» KURZE AUFGABE 1
Gib aus dem Artikel über leistbares Wohnen in Wien die Stelle wörtlich zurück, beginnend mit "Der Wohnbau Wien" und weiter bis einschließlich "des Wiener Wohnbauforschungstags.".
» KURZE AUFGABE 2
Melde jede Zeile, die die Zeichenfolge "armrest" enthält, unverändert. Groß- und Kleinschreibung wird dabei beachtet.

» SEITE
..........

Donnerstag, 11. Dezember 2014

Keine Chance für leistbares Wohnen

Es fehlen die Schlüssel für leistbare Wohnungen.
Für die Lösung der Probleme am Wohnungsmarkt gibt es keine akkordierte Strategie.
Der Wohnbau Wien war einmal weltberühmt und bis heute ist die Stadt Wien mit rund 220.000 Wohneinheiten der "größte Hausherr Europas". Der Wiener Wohnbau schafft Dynamik in der Stadt", betonte Stadtrat Michael Ludwig im Rahmen des Wiener Wohnbauforschungstags.

..........

» BEREITGESTELLTE DATEN
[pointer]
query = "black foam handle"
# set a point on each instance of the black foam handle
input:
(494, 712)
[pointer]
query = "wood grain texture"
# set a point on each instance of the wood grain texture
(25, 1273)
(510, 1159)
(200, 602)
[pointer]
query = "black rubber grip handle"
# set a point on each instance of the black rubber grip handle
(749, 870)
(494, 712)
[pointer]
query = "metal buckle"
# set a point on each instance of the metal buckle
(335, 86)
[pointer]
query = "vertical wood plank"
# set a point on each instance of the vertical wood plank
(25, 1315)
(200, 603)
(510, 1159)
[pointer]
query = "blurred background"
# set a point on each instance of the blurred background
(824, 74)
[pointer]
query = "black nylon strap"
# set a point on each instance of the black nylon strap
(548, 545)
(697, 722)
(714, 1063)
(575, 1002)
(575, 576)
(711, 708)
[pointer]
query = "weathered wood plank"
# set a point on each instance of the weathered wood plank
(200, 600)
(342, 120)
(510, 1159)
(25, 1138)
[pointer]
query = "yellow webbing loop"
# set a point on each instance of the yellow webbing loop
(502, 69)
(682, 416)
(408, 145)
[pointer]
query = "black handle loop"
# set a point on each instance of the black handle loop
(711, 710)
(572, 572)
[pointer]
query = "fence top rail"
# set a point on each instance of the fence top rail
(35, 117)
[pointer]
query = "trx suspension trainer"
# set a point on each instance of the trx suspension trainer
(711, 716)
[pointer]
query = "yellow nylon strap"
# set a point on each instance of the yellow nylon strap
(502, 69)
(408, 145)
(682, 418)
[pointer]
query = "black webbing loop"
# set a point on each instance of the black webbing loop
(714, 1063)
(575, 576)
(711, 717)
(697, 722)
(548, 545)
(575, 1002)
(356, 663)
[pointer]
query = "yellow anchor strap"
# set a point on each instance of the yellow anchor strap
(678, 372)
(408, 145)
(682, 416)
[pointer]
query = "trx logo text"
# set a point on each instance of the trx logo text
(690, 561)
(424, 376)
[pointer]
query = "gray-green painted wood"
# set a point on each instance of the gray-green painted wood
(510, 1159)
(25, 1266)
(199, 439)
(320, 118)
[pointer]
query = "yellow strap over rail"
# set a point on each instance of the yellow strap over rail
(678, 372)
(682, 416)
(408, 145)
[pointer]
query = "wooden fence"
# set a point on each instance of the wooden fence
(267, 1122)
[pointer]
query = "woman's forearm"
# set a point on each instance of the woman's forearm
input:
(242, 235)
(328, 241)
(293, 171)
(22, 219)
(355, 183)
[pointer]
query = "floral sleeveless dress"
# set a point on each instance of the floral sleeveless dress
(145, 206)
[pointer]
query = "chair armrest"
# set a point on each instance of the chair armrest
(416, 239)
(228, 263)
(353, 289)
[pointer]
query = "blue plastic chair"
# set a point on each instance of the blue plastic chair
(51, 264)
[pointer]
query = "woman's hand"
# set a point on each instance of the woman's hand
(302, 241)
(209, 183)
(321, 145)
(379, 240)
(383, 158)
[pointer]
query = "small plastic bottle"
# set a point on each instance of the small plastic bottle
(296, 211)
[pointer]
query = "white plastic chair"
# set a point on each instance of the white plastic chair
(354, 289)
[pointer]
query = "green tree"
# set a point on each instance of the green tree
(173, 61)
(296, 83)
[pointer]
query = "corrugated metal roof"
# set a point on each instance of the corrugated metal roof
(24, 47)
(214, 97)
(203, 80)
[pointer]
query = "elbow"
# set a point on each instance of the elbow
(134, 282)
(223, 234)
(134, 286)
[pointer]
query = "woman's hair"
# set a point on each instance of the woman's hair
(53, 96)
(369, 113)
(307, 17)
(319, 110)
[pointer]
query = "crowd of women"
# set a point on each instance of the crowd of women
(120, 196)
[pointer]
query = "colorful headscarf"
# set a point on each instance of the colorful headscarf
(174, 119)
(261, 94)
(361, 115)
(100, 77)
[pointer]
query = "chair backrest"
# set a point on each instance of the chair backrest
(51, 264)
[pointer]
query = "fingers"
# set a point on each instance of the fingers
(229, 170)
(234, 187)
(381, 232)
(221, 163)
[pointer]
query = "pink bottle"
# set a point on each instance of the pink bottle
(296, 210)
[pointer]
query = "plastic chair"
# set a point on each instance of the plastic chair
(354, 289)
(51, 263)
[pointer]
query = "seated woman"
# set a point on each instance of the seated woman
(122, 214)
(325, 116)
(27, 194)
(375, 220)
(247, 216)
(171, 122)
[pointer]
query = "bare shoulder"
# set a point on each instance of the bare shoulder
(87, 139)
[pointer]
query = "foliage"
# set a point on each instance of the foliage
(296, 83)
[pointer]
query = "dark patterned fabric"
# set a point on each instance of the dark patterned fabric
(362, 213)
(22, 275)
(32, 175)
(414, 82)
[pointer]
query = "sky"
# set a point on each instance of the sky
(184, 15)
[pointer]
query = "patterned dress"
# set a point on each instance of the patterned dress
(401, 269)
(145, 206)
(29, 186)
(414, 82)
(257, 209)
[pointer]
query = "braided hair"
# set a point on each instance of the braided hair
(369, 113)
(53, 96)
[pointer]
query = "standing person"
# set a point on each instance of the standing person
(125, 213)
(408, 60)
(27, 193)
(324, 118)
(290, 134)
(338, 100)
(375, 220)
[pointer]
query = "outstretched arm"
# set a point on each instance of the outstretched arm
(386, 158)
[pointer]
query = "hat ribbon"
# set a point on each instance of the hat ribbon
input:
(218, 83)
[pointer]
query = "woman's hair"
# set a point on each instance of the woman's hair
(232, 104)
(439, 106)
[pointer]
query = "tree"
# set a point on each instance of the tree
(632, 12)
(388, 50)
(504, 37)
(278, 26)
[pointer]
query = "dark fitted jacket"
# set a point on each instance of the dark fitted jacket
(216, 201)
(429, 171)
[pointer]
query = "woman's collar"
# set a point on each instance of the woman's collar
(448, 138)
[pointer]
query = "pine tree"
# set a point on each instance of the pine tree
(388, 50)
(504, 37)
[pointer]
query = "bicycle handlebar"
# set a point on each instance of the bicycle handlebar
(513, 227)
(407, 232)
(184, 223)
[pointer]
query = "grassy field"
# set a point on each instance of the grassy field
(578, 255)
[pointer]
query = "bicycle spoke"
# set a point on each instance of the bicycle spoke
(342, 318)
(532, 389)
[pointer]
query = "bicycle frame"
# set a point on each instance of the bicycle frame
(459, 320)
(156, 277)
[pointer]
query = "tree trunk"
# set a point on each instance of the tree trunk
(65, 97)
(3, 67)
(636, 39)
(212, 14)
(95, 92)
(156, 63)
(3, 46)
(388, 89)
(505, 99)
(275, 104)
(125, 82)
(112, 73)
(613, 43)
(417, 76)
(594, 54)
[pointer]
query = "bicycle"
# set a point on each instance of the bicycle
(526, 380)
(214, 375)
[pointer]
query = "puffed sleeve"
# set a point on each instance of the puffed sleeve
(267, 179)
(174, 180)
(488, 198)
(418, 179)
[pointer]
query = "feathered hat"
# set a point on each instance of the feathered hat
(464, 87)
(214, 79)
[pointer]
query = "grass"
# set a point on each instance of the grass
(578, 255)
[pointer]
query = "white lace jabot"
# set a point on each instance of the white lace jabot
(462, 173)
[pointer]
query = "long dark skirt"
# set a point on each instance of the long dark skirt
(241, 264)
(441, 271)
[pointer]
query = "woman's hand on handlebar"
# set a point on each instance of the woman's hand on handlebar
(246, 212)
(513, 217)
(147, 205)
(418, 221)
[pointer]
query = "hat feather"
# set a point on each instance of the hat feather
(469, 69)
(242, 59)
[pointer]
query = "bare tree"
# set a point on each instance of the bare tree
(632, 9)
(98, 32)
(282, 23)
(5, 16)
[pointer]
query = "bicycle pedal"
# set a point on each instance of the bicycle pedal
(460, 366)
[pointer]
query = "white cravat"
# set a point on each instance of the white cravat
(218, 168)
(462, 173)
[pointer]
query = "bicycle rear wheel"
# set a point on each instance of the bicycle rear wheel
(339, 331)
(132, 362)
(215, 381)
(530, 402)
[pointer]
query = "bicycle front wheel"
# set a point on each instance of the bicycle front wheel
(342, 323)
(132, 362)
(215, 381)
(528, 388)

..........

» SCHRIFTLICHE LÖSUNG 1
Der Wohnbau Wien war einmal weltberühmt und bis heute ist die Stadt Wien mit rund 220.000 Wohneinheiten der "größte Hausherr Europas". Der Wiener Wohnbau schafft Dynamik in der Stadt", betonte Stadtrat Michael Ludwig im Rahmen des Wiener Wohnbauforschungstags.

» SCHRIFTLICHE LÖSUNG 2
query = "chair armrest"
# set a point on each instance of the chair armrest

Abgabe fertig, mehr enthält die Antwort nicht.